Goal of the exercise | Take the line that contains "For every instance of the jeep windshield, the" and all lines after it, up to and including the last line of the data, and write them out exactly; nothing else belongs in the answer.
*** Record set
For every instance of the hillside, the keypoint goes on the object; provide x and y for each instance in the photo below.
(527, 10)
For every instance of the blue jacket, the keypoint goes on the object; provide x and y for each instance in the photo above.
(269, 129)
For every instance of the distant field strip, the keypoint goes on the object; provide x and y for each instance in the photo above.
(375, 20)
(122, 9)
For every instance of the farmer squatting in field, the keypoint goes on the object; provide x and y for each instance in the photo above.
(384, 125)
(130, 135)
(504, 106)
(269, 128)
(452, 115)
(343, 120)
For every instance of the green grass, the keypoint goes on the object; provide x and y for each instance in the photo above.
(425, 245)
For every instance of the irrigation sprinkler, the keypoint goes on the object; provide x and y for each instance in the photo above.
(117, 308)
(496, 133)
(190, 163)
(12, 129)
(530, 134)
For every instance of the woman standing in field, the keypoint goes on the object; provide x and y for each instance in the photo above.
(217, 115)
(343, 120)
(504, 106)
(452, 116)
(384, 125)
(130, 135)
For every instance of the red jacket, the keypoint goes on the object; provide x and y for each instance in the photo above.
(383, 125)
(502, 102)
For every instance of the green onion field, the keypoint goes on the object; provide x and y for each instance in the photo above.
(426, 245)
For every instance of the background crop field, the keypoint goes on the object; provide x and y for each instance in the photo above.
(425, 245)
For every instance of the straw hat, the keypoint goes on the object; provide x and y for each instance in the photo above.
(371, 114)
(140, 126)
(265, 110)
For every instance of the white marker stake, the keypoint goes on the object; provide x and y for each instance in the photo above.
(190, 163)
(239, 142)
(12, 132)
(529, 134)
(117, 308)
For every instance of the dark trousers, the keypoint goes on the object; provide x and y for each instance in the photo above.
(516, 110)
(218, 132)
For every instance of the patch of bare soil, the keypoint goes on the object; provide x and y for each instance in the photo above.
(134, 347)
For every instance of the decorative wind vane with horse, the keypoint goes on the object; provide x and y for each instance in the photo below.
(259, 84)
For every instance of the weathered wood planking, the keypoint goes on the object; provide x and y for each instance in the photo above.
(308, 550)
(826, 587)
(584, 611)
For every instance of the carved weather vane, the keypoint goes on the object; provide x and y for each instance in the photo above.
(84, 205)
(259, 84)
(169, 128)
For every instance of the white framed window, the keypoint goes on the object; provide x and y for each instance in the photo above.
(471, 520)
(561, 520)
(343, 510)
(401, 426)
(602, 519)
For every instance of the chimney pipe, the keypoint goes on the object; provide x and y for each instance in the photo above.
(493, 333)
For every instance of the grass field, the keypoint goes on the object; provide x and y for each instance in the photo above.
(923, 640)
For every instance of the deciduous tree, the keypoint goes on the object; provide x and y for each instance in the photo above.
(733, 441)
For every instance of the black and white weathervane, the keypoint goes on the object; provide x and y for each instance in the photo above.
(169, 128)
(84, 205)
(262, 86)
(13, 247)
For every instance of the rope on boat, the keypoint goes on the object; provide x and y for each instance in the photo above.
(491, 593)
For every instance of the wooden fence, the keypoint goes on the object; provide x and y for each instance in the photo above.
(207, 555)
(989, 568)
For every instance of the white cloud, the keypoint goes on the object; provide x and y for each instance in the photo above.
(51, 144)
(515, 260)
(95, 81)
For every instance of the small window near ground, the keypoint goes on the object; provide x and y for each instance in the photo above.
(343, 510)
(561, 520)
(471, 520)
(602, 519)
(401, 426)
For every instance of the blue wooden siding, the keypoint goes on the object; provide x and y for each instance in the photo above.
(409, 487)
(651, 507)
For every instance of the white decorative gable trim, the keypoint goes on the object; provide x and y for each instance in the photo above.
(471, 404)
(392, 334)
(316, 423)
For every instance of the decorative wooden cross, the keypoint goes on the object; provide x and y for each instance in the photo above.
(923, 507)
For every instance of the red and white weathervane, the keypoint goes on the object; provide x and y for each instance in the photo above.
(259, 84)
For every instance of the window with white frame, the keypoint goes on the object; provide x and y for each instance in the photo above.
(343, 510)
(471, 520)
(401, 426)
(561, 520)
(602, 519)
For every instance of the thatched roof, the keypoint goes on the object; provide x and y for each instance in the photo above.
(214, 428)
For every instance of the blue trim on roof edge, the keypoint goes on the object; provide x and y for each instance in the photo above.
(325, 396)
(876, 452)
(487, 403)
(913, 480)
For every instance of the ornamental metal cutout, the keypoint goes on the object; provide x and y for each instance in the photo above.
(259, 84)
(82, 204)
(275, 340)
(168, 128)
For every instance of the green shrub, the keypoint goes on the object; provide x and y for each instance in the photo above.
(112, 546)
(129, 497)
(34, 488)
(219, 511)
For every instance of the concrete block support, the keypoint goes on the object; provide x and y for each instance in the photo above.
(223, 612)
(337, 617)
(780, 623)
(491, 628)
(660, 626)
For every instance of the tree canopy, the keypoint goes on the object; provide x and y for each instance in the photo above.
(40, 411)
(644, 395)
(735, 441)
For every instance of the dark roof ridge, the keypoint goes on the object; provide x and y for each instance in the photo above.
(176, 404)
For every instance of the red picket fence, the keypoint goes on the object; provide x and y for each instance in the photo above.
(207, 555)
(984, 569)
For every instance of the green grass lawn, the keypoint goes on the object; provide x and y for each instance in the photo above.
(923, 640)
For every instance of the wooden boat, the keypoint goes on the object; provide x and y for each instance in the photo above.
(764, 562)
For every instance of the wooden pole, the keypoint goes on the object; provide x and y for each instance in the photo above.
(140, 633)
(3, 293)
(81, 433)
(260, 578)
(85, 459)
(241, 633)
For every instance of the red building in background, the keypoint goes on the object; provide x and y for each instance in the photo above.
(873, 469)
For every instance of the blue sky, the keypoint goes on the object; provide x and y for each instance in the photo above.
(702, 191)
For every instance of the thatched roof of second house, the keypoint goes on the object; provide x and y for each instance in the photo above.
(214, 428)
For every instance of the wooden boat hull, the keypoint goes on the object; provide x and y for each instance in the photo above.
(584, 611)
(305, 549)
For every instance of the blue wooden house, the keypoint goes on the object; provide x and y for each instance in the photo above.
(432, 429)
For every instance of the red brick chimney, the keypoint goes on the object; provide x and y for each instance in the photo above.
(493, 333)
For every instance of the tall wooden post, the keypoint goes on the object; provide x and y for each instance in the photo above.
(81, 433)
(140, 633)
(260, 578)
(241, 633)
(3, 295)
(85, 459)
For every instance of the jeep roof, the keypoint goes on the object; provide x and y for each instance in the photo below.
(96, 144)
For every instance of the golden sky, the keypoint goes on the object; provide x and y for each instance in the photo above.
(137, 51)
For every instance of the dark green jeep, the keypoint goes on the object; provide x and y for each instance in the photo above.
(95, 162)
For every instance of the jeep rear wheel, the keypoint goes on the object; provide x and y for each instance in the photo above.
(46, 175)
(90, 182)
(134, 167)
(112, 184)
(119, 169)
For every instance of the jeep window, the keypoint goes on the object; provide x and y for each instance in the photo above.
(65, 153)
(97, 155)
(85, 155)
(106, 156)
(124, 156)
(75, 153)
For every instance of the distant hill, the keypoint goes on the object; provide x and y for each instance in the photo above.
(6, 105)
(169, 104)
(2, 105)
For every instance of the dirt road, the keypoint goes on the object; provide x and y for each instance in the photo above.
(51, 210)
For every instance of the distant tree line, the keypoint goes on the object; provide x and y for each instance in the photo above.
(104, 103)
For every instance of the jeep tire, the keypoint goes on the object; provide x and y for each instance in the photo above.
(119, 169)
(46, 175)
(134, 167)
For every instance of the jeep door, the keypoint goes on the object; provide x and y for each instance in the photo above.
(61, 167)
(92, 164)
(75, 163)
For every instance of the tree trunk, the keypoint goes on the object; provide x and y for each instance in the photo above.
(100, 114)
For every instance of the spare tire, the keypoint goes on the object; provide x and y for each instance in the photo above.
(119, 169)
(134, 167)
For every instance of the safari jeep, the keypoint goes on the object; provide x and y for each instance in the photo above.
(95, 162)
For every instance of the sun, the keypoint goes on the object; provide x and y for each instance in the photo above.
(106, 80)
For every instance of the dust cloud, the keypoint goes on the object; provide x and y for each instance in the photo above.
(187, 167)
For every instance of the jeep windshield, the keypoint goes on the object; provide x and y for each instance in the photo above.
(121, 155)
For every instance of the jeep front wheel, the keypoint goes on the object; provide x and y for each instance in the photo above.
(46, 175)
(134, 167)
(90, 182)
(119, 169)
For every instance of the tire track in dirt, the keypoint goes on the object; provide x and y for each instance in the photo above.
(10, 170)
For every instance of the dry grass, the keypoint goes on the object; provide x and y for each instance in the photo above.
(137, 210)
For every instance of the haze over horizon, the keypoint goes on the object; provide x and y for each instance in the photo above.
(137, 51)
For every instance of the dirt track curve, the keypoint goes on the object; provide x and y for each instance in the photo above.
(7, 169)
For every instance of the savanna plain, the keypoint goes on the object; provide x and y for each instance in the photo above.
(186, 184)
******
Solution to this exercise |
For every instance of the jeep windshield, the keypoint goes on the object; provide x and y for each instance in the photo above.
(121, 155)
For every instance of the jeep front wheel, the keypoint goes on the object; provide x and y for each instance in the photo above.
(46, 175)
(134, 167)
(90, 182)
(119, 169)
For every instance of the tire track in dirt, the keypoint goes on the object; provide x and y for each instance in the photo above.
(10, 170)
For every instance of the dry grass, the keypoint goes on the object; provide x and y for each instance in the photo above.
(137, 210)
For every instance of the haze over horizon, the keypoint goes on the object; provide x and y for each instance in the photo above.
(137, 51)
For every instance of the dirt track curve, the keypoint goes on the object; provide x and y for each instance in the photo above.
(7, 169)
For every instance of the savanna plain, the keypoint goes on the object; provide x and y for each instance in the photo above.
(186, 184)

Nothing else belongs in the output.